Document excerpt:
====================
I hate implicit anything, trying to reason about anything complex with implicits just annoys the reader.

I feel like any discussion of make is incomplete without a link to Recursive Make Considered Harmful[0]. Whether you agree with the premise or not, it does a nice job of introducing some advanced constructs that make supports and provides a non-contrived context in which you might use them.

[0] http://aegis.sourceforge.net/auug97.pdf

Non-Recursive Make is also Considered Harmful: https://news.ycombinator.com/item?id=11441719

In seriousness, the linked paper describes Shake, a Make replacement with two party tricks: one, it is implemented as a DSL embedded in Haskell, thus giving a nice way of programmatic rule generation; and two, it supports monadic dependencies, unlike Make's applicative-only ones.

I love Make for my small projects. It still could be better. Here is my list:

* Colorize errors

* Hide output unless the command fails

* Automatic help command which shows (non-file) targets

* Automatic clean command which deletes all intermediate files

* Hash-based update detection instead of mtime

* Changes in "Makefile" trigger rebuilds

* Parallel builds by default

* Handling multi-file outputs

* Continuous mode which watches the file system for changes and rebuilds automatically

I know of no build system which provides these features and is still simple and generic. Tup is close, but it fails with LaTeX, because of the circular dependencies (generates and reads aux file).

https://github.com/ejholmes/walk can do most of this FWIW.

Walk leaves most of this to the implementor of the Walkfile.

The trouble with "make" is that it's supposed to be driven by dependencies, but in practice it's used as a scripting language. If the dependency stuff worked, you would never need

   make clean; make


Yeah this is my pet peeve about how people use Makefiles. Make is supposed to be a dependency-driven "dataflow" language, but over time it's evolved into something like shell. And people tend to use it like shell.

The most glaring example is .PHONY targets, which are a hack and should just be shell functions. In 'make <foo>', <foo> should be data, not code. 'make test' doesn't make sense, but 'make bin/myprog' does.

I posted this link in another comment showing how Make, Shell, and Awk overlap:


Here are some more comments on Make's confused execution model. It's sort of functional/dataflow and sort of not. In practice you end up "stepping through" an imperative program rather than reasoning about inputs and outputs like in a functional program.


And at the end of this post, I talk a bit more about the functional model:


What simple tool would you suggest to address those .PHONY-targets instead of a Makefile?

I recommend using plain shell scripts. Each .PHONY target is a simple shell function, and then the last line of the script is "$@", which means run function $1 with parameters $2 to $n.

So instead of 'make test', I just use './test.sh all', or './test.sh foo'. The test script can invoke make.

The idea is that 'dataflow' parts are done in Make, and the imperative parts are done in shell. This works out fairly well if you're disciplined about it. The only point of Makefiles is to support quick incremental builds. If there's no incrementality, then you might as well use shell. (Note: whenever you use Make, you're using shell by definition. There's no possibility of only using Make. So I take Make out of the picture where it's not necessary.)
====================
Material shown:
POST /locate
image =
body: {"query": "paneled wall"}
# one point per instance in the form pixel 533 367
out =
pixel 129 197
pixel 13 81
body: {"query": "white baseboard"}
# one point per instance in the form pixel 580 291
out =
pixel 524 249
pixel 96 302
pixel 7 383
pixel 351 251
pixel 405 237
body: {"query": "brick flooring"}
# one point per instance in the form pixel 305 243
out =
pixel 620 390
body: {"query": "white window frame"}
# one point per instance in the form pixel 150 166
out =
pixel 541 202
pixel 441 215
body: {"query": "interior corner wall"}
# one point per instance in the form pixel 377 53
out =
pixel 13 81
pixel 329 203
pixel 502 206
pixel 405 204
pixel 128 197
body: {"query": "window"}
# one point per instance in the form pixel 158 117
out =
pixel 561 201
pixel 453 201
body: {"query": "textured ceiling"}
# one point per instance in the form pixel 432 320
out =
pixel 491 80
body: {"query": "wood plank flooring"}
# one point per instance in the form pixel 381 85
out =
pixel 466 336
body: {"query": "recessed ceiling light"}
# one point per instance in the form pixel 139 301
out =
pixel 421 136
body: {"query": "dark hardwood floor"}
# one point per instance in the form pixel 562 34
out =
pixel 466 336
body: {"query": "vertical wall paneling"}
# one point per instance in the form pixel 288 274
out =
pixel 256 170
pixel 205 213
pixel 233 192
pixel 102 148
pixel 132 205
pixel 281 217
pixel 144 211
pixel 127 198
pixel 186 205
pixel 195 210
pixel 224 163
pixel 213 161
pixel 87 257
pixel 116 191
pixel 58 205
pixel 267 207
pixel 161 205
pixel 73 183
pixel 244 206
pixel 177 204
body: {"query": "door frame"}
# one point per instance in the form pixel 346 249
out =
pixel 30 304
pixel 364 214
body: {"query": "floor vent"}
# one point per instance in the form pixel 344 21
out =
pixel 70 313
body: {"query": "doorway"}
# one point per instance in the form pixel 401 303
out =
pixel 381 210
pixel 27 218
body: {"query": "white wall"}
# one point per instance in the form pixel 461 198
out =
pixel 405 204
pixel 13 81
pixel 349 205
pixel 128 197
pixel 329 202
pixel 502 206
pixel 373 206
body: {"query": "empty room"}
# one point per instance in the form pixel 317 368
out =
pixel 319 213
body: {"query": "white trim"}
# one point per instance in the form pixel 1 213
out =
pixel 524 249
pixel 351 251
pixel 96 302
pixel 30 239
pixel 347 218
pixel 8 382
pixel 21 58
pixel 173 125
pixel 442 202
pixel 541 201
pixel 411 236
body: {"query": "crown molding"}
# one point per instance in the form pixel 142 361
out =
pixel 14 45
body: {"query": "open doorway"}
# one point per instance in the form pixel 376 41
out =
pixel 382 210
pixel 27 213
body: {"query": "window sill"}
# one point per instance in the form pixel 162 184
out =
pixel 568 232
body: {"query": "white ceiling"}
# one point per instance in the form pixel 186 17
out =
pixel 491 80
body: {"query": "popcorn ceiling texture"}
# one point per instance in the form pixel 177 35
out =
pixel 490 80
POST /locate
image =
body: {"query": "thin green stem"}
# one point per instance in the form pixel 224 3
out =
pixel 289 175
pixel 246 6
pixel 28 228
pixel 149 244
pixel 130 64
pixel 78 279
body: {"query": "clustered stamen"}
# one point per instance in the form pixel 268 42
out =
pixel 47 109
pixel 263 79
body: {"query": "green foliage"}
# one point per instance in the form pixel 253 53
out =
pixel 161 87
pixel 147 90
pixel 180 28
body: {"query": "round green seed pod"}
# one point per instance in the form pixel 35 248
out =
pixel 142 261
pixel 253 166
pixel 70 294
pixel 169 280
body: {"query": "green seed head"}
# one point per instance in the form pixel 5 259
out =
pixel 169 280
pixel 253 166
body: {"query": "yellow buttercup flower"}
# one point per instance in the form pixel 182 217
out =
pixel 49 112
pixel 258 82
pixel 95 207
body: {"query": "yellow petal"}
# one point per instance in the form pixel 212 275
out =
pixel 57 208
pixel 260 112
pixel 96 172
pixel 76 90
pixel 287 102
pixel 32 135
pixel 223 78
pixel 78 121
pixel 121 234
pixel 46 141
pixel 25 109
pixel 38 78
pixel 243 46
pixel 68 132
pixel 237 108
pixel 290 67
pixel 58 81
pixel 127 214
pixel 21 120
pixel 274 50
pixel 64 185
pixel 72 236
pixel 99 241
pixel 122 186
====================
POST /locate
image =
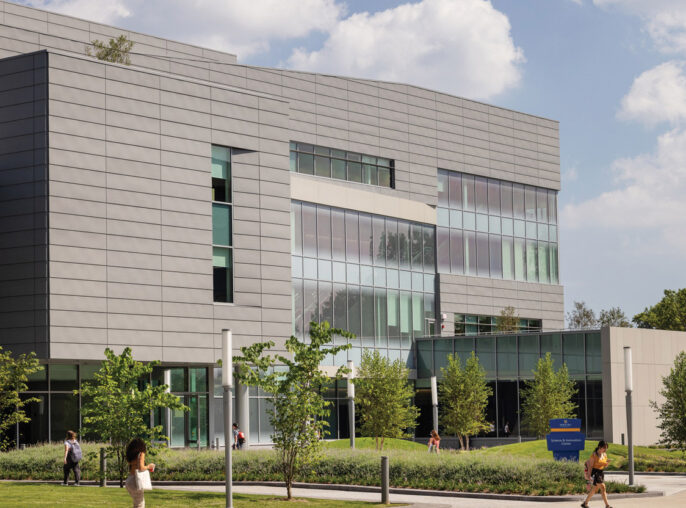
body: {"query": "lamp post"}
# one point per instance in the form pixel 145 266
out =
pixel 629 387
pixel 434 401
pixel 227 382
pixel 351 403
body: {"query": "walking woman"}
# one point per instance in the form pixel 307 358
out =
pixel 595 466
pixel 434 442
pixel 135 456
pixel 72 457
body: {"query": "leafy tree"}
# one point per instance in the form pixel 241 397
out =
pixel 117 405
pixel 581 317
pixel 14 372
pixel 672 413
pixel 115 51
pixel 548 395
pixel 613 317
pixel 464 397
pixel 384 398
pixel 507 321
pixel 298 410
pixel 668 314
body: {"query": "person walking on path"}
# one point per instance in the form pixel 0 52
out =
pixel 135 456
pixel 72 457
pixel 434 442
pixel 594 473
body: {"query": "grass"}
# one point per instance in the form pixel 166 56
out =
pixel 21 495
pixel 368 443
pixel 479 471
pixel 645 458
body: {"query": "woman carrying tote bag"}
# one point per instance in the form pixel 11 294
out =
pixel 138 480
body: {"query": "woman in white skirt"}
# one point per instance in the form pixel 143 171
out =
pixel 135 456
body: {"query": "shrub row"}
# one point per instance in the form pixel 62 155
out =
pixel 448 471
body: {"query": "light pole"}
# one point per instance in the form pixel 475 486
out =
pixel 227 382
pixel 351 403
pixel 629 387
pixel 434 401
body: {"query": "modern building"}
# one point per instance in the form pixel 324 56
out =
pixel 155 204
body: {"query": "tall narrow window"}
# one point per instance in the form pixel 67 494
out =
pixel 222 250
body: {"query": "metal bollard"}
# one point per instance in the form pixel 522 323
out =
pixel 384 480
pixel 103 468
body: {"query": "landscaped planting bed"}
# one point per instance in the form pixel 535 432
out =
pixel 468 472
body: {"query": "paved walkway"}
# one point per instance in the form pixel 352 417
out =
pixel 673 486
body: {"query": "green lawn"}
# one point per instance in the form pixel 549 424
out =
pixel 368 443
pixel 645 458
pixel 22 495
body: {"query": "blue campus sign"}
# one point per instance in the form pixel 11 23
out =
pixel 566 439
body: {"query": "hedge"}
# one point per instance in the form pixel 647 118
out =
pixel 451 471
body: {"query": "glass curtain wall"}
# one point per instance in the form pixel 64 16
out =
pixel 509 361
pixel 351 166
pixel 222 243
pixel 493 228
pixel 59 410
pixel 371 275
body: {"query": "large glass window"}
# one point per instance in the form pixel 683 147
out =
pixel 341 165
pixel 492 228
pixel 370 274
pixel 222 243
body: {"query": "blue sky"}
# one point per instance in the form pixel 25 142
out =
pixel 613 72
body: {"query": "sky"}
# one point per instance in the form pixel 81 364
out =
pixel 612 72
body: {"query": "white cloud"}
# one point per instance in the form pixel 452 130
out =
====================
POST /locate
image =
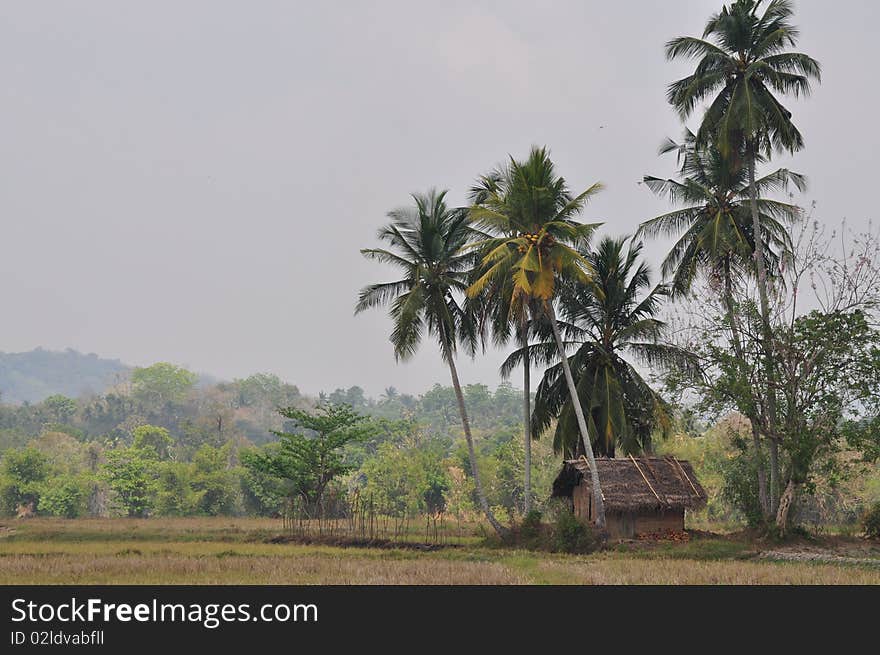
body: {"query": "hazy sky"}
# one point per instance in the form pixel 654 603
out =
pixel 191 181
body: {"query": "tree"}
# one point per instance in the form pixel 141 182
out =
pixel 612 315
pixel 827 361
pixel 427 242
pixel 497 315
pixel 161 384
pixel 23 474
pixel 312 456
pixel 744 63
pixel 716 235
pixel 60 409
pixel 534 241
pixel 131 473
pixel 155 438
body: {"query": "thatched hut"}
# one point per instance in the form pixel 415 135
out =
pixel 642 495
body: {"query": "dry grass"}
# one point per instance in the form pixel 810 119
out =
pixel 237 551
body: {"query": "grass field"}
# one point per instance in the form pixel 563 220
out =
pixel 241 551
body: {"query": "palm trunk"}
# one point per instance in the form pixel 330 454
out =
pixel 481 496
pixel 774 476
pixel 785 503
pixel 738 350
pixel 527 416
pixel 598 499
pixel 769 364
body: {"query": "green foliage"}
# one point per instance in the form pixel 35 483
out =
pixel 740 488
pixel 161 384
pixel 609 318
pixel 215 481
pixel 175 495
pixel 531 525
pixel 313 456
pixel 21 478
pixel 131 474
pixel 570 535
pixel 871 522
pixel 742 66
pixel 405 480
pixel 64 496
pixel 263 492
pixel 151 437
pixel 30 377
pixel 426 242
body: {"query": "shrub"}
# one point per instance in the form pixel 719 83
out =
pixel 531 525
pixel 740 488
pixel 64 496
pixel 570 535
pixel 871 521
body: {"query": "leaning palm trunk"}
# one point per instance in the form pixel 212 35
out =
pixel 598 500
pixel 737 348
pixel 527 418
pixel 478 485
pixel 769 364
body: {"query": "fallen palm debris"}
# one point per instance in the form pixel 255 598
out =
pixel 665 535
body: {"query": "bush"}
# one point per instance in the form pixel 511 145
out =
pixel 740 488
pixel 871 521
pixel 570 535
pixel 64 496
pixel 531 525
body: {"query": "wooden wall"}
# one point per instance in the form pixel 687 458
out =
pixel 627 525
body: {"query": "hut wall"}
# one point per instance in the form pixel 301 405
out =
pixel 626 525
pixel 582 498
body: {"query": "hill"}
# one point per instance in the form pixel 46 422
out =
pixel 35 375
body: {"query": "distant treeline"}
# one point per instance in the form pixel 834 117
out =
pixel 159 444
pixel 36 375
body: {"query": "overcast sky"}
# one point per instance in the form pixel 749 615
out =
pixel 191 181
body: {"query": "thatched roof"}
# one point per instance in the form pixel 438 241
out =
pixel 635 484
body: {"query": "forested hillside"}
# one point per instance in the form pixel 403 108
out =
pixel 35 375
====================
Exercise instructions:
- A) In the make discussion, why does Tup fail with LaTeX?
- B) In the make discussion, can you repeat the passage from "The trouble with" to "it like shell.", switching "shell" to "Bash"?
- C) Could you sum up the make discussion in two sentences?
The items come from a separate source.

The responses:
- A) It fails because of circular dependencies: LaTeX both generates and reads the aux file.

- B)
The trouble with "make" is that it's supposed to be driven by dependencies, but in practice it's used as a scripting language. If the dependency stuff worked, you would never need

   make clean; make


Yeah this is my pet peeve about how people use Makefiles. Make is supposed to be a dependency-driven "dataflow" language, but over time it's evolved into something like Bash. And people tend to use it like Bash.

- C) Commenters praise Make for small projects but list features it lacks, such as hash-based update detection, parallel builds by default, and automatic rebuilding on file changes. One argues that Make, meant to be dependency-driven, has drifted toward being used like shell, and recommends doing the dataflow parts in Make and turning .PHONY targets into shell functions in plain scripts.